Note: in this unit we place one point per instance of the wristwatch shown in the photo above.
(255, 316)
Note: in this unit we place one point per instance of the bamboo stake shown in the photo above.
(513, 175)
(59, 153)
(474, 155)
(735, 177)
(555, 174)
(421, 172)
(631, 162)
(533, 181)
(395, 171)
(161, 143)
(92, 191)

┄┄┄┄┄┄┄┄┄┄

Rescale the data above. Write out every line again, the notes included, and multiply each point coordinate by 1.65, rounding to the nearest whole number with halves rounded up.

• [EXERCISE RESPONSE]:
Note: in this unit we place one point per instance of the wristwatch shown in the photo above.
(421, 521)
Note: in this unit we place one point per instance of the bamboo stake shown in the photo above.
(846, 289)
(97, 252)
(782, 256)
(1213, 292)
(916, 287)
(695, 284)
(1041, 267)
(879, 299)
(652, 282)
(266, 236)
(152, 315)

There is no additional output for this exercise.